__TASK DETAILS__. In the entries below, start at the line containing "Each instance of the staircase" and stop after the line containing "[(381, 206)]". Copy out those lines word for word, including both end lines, and nothing else.

__RECORDS TO PROCESS__.
________________________________________

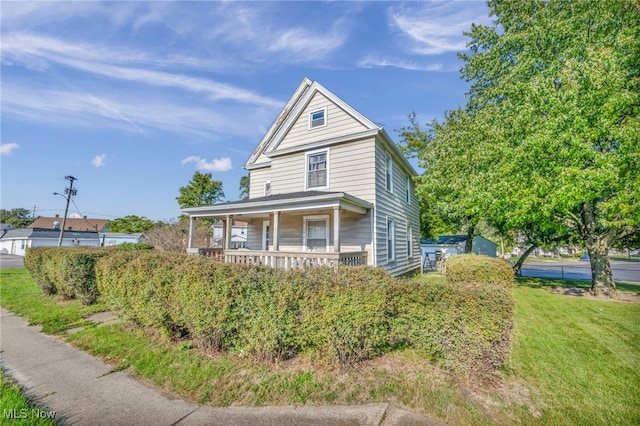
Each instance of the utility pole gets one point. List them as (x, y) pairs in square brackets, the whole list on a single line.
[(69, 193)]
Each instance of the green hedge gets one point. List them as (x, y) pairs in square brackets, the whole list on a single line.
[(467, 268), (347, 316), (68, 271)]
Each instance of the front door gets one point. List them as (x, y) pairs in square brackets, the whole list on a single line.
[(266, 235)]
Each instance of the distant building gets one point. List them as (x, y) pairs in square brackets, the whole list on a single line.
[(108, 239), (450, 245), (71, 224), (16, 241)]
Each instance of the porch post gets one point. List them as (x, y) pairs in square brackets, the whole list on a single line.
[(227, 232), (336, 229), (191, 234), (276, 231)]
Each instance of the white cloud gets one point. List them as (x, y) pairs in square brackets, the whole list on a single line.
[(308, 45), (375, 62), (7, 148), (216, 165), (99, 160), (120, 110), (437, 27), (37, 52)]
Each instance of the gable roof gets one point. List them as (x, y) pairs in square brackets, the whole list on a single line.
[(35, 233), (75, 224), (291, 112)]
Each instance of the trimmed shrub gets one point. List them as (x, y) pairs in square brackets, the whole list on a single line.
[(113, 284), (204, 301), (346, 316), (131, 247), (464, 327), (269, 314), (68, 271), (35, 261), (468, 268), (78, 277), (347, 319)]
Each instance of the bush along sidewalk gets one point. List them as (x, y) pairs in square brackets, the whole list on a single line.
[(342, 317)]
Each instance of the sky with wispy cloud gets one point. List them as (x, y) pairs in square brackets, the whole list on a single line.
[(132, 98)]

________________________________________

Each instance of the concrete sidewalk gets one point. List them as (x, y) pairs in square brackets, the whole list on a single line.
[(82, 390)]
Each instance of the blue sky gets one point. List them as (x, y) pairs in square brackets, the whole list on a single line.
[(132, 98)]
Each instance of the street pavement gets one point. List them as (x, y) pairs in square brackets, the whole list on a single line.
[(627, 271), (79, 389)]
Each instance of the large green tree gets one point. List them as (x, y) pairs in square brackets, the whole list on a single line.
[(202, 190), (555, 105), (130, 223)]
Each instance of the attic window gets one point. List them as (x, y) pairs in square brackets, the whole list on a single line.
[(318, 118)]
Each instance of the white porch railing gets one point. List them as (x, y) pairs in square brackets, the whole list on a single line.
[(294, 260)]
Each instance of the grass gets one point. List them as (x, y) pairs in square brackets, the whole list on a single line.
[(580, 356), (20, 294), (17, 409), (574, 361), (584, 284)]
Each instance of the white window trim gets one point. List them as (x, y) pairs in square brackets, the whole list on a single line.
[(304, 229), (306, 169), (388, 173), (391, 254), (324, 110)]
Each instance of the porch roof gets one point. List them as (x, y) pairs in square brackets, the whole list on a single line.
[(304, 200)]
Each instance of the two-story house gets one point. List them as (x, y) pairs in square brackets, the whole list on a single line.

________________________________________

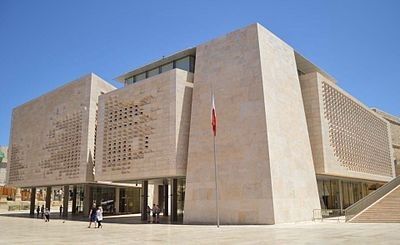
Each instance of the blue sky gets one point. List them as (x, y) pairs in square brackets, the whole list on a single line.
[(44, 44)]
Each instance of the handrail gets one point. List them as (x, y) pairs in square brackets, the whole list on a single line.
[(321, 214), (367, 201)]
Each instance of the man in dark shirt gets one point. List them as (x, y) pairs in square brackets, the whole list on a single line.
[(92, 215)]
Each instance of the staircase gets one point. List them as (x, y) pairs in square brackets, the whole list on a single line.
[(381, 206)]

________________________________________

__CORRECT RESPONSE__.
Each instance of the staircase gets one point. List them as (x, y) pairs in square brackets, the whole list on a single line.
[(381, 206)]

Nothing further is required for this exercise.